----- Given entries

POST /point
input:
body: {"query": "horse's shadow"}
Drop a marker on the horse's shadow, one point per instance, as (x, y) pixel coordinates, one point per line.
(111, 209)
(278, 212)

----------

** Written problem **
Retype the data above verbatim, reproducing every line without alteration.

** Answer to the exercise **
POST /point
input:
body: {"query": "horse's shadow"}
Drop a marker on the horse's shadow, one point per instance, as (x, y) pixel coordinates, one point per line.
(111, 209)
(278, 212)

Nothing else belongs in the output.